**How to complete this task:** Whichever lines of the entries hold the word "rough" should be identified and copied.

[Source data]
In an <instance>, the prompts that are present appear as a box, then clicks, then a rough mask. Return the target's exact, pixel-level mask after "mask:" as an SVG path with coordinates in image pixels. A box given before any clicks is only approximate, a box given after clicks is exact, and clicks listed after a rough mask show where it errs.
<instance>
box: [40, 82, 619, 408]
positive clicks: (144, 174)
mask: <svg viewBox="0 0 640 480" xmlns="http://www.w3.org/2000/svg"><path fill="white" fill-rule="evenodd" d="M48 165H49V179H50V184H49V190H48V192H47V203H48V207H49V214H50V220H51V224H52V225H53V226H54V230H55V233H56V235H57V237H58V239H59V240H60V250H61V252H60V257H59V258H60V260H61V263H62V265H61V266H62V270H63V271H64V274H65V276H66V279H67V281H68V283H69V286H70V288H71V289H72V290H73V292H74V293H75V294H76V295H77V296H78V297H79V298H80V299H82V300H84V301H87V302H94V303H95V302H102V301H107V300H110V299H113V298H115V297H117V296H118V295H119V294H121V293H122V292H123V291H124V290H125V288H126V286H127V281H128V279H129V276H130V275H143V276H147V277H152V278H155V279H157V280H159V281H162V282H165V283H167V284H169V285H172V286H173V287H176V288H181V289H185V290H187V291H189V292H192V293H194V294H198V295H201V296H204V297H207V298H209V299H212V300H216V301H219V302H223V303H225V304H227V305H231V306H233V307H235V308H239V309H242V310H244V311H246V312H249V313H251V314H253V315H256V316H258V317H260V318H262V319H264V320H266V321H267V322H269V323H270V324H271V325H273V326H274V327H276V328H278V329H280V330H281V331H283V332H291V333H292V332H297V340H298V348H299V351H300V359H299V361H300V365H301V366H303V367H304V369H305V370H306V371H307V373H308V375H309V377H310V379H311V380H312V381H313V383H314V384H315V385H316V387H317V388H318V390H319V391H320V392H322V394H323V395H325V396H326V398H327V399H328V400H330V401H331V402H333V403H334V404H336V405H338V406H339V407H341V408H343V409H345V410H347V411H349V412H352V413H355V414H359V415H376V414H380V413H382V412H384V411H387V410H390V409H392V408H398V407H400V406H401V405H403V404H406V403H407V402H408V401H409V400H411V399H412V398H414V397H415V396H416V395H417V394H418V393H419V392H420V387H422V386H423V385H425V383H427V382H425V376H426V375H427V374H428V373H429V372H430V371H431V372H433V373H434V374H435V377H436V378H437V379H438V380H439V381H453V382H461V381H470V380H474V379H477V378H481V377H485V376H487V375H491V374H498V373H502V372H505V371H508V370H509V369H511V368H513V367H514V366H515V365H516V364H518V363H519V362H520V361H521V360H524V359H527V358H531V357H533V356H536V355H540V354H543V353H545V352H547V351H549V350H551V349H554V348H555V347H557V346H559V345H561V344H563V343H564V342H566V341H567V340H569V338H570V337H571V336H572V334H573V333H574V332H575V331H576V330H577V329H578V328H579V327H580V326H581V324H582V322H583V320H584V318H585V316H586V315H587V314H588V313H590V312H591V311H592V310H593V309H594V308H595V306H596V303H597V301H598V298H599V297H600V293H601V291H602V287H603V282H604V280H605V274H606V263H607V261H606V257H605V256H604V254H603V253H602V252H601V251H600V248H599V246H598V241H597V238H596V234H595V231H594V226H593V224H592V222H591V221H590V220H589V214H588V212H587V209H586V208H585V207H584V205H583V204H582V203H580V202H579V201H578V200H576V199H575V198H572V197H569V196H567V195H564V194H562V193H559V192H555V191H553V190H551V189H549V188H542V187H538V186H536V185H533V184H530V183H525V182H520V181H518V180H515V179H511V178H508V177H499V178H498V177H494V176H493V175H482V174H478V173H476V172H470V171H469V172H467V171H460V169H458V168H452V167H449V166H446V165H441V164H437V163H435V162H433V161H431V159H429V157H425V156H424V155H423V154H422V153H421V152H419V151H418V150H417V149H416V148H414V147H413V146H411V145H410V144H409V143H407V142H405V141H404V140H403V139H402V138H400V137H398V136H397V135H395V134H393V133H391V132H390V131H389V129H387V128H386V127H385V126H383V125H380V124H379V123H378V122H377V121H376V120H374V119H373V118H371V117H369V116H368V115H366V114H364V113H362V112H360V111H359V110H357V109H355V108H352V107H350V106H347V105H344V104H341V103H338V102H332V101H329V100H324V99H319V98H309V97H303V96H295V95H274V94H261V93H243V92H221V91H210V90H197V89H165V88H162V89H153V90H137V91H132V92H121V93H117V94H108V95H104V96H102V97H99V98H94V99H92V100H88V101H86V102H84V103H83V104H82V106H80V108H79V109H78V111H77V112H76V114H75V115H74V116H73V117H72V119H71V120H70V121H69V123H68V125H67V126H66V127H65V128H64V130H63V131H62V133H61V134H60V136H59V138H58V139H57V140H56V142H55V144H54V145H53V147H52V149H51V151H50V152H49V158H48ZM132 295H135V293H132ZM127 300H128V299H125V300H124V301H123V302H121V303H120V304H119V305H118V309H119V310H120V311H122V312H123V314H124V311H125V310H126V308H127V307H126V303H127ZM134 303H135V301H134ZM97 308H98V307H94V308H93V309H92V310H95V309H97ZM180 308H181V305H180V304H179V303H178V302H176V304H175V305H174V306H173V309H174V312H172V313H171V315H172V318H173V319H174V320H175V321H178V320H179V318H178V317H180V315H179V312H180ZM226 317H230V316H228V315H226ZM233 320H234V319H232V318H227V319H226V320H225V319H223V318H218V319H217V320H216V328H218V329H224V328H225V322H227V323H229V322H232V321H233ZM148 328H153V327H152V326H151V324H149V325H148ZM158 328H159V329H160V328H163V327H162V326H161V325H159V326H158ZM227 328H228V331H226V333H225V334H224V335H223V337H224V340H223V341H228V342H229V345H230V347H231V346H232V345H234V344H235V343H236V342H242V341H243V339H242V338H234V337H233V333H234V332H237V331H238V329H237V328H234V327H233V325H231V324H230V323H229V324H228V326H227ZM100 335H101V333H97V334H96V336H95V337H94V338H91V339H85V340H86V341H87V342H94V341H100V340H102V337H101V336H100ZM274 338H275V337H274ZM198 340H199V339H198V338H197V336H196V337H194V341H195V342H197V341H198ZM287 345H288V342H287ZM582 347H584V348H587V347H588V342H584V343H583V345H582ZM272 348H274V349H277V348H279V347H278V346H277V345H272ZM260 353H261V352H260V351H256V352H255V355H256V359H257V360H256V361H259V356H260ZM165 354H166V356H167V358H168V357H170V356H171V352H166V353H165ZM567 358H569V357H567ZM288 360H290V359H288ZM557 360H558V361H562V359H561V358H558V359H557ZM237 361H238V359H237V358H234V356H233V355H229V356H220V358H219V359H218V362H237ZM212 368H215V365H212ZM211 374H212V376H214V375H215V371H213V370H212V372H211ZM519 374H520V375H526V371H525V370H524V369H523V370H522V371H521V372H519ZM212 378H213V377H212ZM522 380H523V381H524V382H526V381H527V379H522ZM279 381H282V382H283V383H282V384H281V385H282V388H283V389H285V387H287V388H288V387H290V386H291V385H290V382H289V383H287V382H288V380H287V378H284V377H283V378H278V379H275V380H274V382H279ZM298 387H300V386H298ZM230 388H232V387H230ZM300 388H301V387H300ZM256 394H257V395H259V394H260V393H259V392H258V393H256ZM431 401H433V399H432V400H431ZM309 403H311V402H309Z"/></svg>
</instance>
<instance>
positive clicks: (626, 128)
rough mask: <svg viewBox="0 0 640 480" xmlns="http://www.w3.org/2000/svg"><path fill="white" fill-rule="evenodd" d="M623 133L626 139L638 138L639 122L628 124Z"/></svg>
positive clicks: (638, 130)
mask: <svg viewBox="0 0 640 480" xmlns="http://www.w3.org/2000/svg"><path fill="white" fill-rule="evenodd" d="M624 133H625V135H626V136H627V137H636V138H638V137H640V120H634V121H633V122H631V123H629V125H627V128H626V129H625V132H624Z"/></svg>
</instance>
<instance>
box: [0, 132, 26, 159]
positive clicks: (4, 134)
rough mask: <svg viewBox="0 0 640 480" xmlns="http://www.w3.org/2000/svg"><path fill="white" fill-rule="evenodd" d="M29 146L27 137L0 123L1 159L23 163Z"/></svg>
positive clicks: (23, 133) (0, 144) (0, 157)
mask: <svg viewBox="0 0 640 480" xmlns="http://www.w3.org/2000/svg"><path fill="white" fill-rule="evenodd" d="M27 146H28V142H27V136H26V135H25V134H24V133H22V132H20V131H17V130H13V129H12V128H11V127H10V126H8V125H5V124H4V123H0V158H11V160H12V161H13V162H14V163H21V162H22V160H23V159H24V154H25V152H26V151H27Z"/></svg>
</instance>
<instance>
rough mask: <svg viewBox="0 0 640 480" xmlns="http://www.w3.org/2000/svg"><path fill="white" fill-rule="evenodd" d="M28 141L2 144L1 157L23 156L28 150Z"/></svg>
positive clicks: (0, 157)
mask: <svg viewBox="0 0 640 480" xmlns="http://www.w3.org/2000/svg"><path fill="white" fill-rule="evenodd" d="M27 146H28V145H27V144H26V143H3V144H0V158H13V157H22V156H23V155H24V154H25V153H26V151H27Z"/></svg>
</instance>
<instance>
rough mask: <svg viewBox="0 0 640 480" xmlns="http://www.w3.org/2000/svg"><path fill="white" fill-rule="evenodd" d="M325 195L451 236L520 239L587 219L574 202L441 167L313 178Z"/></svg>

**Answer section:**
In an <instance>, the prompts that are present appear as a box, then clicks, then a rough mask. Return the target's exact, pixel-level mask after "mask:" as an SVG path with coordinates in image pixels. A box given before any clicks is only approximate, a box given after clicks is exact, and clicks listed after a rough mask show where it errs.
rough mask: <svg viewBox="0 0 640 480" xmlns="http://www.w3.org/2000/svg"><path fill="white" fill-rule="evenodd" d="M623 133L626 139L638 138L639 122L628 124Z"/></svg>
rough mask: <svg viewBox="0 0 640 480" xmlns="http://www.w3.org/2000/svg"><path fill="white" fill-rule="evenodd" d="M29 146L27 137L0 123L1 159L23 163Z"/></svg>
rough mask: <svg viewBox="0 0 640 480" xmlns="http://www.w3.org/2000/svg"><path fill="white" fill-rule="evenodd" d="M28 141L2 144L1 157L23 156L28 150Z"/></svg>
rough mask: <svg viewBox="0 0 640 480" xmlns="http://www.w3.org/2000/svg"><path fill="white" fill-rule="evenodd" d="M325 195L451 236L520 239L587 219L574 202L441 167L313 178Z"/></svg>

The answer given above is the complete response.